Your assignment:
Please print out the entries below unchanged and skip the images.

Given records:
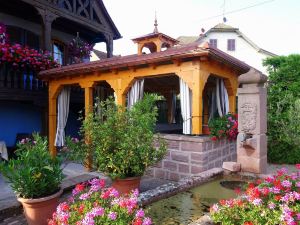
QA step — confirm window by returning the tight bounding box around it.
[227,39,236,51]
[52,41,65,65]
[209,39,217,48]
[6,26,39,49]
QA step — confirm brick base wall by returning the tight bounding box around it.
[147,134,236,181]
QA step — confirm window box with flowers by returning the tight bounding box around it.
[0,23,59,72]
[208,113,238,141]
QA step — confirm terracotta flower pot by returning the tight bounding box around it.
[17,189,63,225]
[112,177,141,195]
[202,125,210,135]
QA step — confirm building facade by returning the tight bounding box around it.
[178,23,277,75]
[0,0,120,152]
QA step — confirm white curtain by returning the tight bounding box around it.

Task answer:
QA step — confirm window by returning the tight bounding box around it.
[227,39,236,51]
[52,41,65,65]
[209,39,217,48]
[6,26,39,49]
QA step — confirm brick base wall by returning the tight bounding box around it.
[147,134,236,181]
QA step — confirm window box with flowers by returning the tight bounding box around it.
[0,23,59,72]
[208,113,238,141]
QA step — confirm terracotta flower pot by returning the tight bounding box around it.
[17,189,63,225]
[112,177,141,195]
[202,125,210,135]
QA step — confirm building facade by returning the tight bounding box around it.
[178,23,277,75]
[0,0,120,152]
QA step — confirm white curtain by returning the tight bounding box around it.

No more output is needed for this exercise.